Pour autant, j’émettrai une réserve importante concernant l’article 2. En effet, les prescriptions longues et reportées à la majorité des victimes conduisent à la tenue de procès plusieurs dizaines d’années après les faits. Par exemple, pour une victime âgée de cinq ans au moment des faits, la plainte pourrait être déposée jusqu’à ses quarante-huit ans et le procès avoir lieu, après deux années d’instruction, soit quarante-cinq ans après les faits.
Cela pose un évident problème de preuves, extrêmement difficiles à recueillir tant d’années après.
Par ailleurs, cela peut entraîner de fortes désillusions pour les victimes, qui accepteraient difficilement classements sans suite, non-lieux, relaxes ou acquittements, faute de preuves suffisantes. Soyons vigilants sur cette question.
Il s’agit de sensibiliser toute la société. Tel est le message utile de cette proposition de loi.
L’article 3 prévoit d’instituer une présomption de contrainte pour qualifier de viol une relation sexuelle entre un majeur et un mineur lorsqu’il existe une incapacité de discernement du mineur ou une différence d’âge significative. En effet, combien dénombre-t-on de situations dans lesquelles l’abus a été commis par influence, ruse, chantage, pression morale d’un majeur en direction d’un mineur ? Combien de silences tabous ? Combien de vies traumatisées et de vies affectives brisées pour longtemps, pour toujours ?
Toutefois, là aussi, le législateur doit garder à l’esprit l’utilité d’une analyse critique des situations, parfois bien plus complexes qu’on ne l’imagine. Il ne faudrait pas que cette disposition renverse la charge de la preuve en faisant du supposé auteur un présumé coupable – et non pas un présumé innocent. Seule la présomption de contrainte lorsque le mineur est incapable de discernement pourrait avoir du sens, même si, objectivement, en pareille situation, elle serait déjà retenue par le juge.
Par ailleurs, le périmètre de la « différence d’âge significative » est flou et fera forcément l’objet de débats dans les tribunaux.

→ **Activités**:
**1.** D'après le texte sur la proposition de loi, pourquoi une réserve est-elle émise sur l'article 2 ? Répondez en une à trois phrases.
**2.** Répondez à ces questions sur le texte sur la proposition de loi :
(a) Dans l'exemple donné, jusqu'à quel âge une victime âgée de cinq ans au moment des faits pourrait-elle déposer plainte ?
(b) Dans quels cas l'article 3 prévoit-il une présomption de contrainte ?
(c) Qu'est-ce que cette disposition ne devrait pas faire, selon le texte ?
**3.** Poursuivez le texte sur la proposition de loi juste après sa dernière phrase.
On peut se passer des entrées pour ce travail.

→ **Entrées tirées d'un jeu de données**:
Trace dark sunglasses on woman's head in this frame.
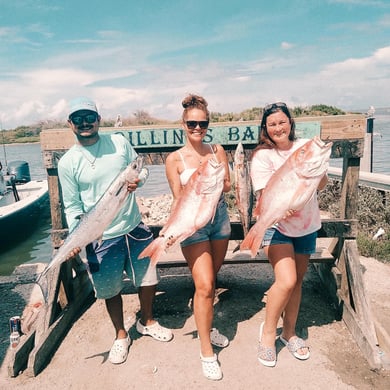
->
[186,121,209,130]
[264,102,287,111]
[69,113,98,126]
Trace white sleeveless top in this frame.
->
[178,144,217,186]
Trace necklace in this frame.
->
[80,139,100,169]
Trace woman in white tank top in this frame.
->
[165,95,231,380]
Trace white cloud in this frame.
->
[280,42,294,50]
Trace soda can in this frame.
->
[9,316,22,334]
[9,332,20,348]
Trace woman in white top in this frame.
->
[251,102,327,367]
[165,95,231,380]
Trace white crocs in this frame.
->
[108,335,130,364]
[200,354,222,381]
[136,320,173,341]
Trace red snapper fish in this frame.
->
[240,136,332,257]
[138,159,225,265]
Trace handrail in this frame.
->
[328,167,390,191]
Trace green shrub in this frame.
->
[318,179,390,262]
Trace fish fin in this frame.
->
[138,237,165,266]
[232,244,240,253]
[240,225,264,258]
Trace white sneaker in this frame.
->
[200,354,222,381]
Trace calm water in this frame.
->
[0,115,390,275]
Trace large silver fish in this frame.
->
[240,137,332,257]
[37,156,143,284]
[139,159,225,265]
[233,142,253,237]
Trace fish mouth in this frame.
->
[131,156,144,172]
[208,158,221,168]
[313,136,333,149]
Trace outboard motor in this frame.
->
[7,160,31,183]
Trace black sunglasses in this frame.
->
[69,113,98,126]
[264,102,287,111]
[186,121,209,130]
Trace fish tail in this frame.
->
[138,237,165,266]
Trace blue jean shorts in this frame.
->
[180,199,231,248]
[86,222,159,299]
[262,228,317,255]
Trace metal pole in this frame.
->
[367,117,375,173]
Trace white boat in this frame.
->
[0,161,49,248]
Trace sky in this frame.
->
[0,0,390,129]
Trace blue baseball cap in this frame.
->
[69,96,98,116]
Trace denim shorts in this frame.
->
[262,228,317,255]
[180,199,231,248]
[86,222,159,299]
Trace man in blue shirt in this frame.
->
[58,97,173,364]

--

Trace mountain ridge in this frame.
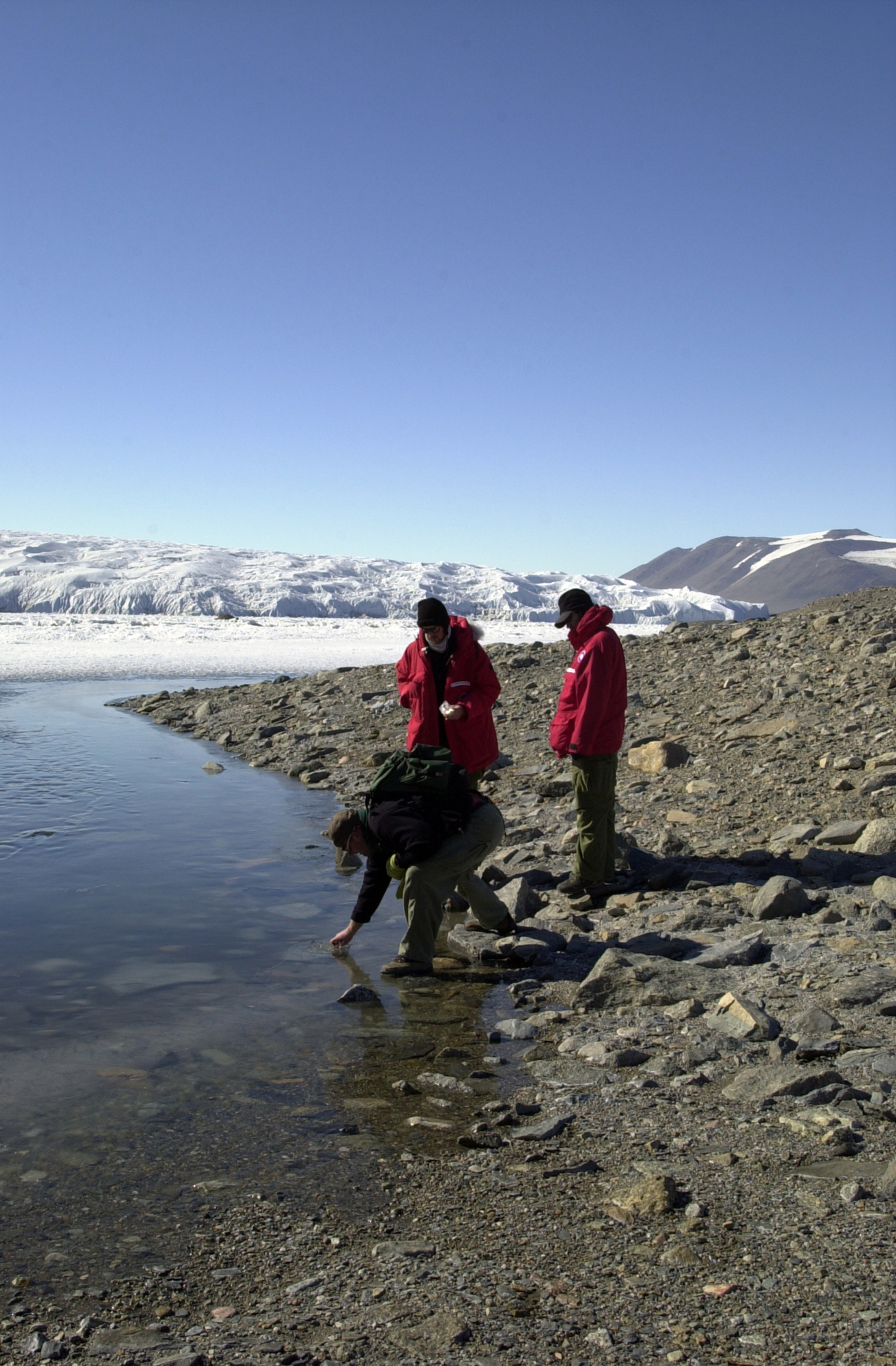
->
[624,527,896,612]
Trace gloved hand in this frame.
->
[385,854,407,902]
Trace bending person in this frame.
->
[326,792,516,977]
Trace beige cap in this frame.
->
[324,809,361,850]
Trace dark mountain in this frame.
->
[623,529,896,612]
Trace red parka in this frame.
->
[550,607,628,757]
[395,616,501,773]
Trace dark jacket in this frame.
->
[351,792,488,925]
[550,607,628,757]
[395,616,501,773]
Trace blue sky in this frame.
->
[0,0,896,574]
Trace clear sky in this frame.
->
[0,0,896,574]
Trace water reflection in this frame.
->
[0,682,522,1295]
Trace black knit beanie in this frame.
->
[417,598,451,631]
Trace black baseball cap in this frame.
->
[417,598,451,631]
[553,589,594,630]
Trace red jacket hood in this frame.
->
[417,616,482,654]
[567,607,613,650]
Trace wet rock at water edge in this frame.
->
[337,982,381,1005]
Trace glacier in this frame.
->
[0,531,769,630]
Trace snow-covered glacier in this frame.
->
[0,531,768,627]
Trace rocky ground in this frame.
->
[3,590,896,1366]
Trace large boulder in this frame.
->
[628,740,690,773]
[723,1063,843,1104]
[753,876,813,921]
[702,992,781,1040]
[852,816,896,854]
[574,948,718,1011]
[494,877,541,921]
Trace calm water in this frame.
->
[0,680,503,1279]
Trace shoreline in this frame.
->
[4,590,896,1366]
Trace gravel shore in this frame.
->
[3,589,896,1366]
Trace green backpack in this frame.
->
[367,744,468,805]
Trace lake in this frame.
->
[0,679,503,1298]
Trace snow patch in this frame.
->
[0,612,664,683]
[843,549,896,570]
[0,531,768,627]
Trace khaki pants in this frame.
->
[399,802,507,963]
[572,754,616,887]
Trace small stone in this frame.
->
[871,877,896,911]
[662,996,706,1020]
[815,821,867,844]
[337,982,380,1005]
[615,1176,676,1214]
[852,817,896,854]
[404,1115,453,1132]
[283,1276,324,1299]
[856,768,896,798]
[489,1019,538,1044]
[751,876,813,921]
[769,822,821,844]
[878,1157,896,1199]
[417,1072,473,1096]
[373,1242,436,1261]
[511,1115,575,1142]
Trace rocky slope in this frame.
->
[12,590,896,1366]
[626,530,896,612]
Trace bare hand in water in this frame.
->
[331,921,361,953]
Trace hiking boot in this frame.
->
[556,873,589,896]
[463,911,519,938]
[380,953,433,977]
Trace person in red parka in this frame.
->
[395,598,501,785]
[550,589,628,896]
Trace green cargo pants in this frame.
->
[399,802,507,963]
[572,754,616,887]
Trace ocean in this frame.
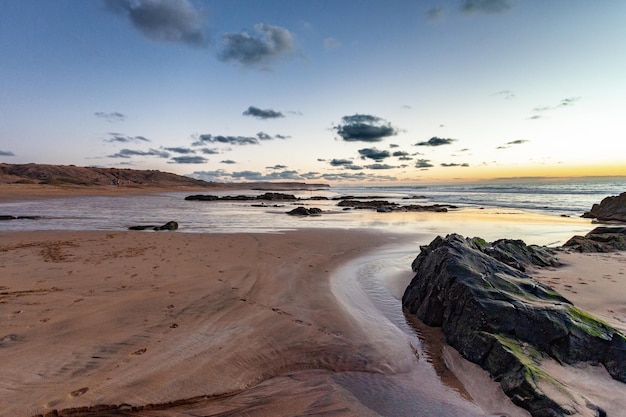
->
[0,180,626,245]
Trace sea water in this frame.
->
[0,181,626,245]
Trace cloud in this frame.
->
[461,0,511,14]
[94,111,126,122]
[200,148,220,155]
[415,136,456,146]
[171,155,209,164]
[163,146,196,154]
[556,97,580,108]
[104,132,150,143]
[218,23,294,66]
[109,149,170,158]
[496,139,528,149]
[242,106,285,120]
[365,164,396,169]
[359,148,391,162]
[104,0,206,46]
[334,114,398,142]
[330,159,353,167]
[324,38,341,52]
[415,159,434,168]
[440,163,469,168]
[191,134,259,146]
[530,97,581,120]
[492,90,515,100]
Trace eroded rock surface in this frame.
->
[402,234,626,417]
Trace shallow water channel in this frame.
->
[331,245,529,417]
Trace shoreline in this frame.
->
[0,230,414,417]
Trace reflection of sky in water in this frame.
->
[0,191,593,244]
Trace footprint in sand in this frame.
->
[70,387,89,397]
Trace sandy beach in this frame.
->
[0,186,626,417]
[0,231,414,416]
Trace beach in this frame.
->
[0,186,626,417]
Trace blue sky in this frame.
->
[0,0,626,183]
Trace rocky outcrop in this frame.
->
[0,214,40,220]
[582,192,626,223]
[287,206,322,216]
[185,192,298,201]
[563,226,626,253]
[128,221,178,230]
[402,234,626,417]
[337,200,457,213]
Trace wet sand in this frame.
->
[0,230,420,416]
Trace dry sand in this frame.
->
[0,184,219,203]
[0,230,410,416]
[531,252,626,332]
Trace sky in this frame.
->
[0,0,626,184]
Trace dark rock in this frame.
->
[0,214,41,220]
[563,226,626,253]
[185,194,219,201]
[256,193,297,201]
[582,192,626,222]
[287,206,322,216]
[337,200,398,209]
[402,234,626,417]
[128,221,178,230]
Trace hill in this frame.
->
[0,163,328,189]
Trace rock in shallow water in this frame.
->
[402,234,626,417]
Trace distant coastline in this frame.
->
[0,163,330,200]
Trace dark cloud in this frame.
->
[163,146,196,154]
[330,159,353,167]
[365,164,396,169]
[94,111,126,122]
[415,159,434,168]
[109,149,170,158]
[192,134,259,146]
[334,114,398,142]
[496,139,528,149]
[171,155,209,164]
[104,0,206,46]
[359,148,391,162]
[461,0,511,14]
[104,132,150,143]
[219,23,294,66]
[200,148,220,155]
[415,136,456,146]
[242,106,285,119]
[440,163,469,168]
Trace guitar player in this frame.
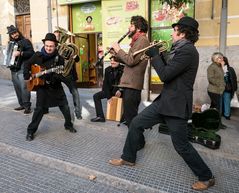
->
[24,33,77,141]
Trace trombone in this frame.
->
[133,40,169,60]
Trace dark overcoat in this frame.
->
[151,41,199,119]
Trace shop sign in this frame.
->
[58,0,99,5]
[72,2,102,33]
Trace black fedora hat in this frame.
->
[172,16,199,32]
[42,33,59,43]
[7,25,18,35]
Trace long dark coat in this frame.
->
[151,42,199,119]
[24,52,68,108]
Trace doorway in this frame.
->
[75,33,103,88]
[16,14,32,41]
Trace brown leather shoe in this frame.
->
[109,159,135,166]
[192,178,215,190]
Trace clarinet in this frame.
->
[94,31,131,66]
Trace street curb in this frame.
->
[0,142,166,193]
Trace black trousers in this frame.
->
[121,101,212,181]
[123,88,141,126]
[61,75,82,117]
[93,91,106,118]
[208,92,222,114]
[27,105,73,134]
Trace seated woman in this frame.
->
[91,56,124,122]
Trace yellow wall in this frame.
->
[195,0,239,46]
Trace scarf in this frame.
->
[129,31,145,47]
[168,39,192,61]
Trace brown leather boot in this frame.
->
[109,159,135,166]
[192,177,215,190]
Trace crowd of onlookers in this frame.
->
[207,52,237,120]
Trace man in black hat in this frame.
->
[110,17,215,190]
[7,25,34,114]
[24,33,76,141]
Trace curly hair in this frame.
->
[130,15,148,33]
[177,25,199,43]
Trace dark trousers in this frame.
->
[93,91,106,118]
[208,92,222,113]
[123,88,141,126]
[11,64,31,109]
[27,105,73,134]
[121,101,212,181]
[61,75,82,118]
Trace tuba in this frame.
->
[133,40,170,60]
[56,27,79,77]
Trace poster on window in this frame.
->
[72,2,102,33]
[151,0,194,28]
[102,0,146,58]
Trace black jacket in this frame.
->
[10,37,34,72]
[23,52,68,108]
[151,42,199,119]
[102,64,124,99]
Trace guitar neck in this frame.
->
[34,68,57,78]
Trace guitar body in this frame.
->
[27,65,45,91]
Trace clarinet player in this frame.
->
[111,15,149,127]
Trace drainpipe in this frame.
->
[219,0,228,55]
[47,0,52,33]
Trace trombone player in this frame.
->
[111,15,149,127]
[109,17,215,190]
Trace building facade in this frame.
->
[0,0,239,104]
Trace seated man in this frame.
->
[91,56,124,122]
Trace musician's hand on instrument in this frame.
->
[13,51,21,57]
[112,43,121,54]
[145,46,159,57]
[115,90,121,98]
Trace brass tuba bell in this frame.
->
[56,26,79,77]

→ **Réponses dans l'ordre**:
**1.** Les prescriptions longues, reportées à la majorité des victimes, mènent à des procès plusieurs dizaines d'années après les faits. Les preuves sont alors extrêmement difficiles à recueillir. Les victimes risquent aussi de fortes désillusions face à des classements sans suite, non-lieux, relaxes ou acquittements faute de preuves suffisantes.

**2.**
(a) Jusqu'à ses quarante-huit ans.
(b) Pour une relation sexuelle entre un majeur et un mineur, lorsqu'il existe une incapacité de discernement du mineur ou une différence d'âge significative.
(c) Renverser la charge de la preuve en faisant du supposé auteur un présumé coupable, et non plus un présumé innocent.

**3.**
La différence d’âge cumulée à l’autorité de fait ou de droit est d’ailleurs déjà admise comme pouvant caractériser la contrainte – je vous renvoie à l’article 222-22-1 du code pénal. Pour autant, le constat est fait que le taux de signalement reste faible parce que les obstacles sont multiples et les tabous persistants, d’où l’importance de l’information et de la sensibilisation, en direction tant des mineurs que des adultes. Le rapport de la commission des lois le démontre avec lucidité, monsieur Bas.
C’est toute la chaîne éducative, parentale, médicale et judiciaire qui est concernée par une meilleure approche. Votre rapport souligne avec justesse les besoins d’un meilleur accompagnement des jeunes victimes.
La réponse pénale n’est qu’une étape ; elle n’est pas la réponse absolue parce qu’elle ne peut pas englober le processus de reconstruction personnelle d’une jeune victime. L’écoute, la prise en compte de la parole de l’enfant sont déterminantes dans le processus de reconstruction.
Dans le cadre de l’accompagnement du processus de reconstruction des victimes, l’annexe le confirme : « La justice pénale ne peut plus être l’unique recours des victimes. D’autres voies que le procès pénal, permettant la reconnaissance et la reconstruction des victimes, doivent être développées. Il convient ainsi d’encourager le recours à la justice restaurative et de faciliter la réparation des préjudices subis. » Nous attendons aussi le détail des préconisations de la Haute Autorité de santé, la HAS, dans le cadre d’un protocole national de prise en charge, avec une cartographie de l’offre de prise en charge spécialisée des victimes de violences sexuelles.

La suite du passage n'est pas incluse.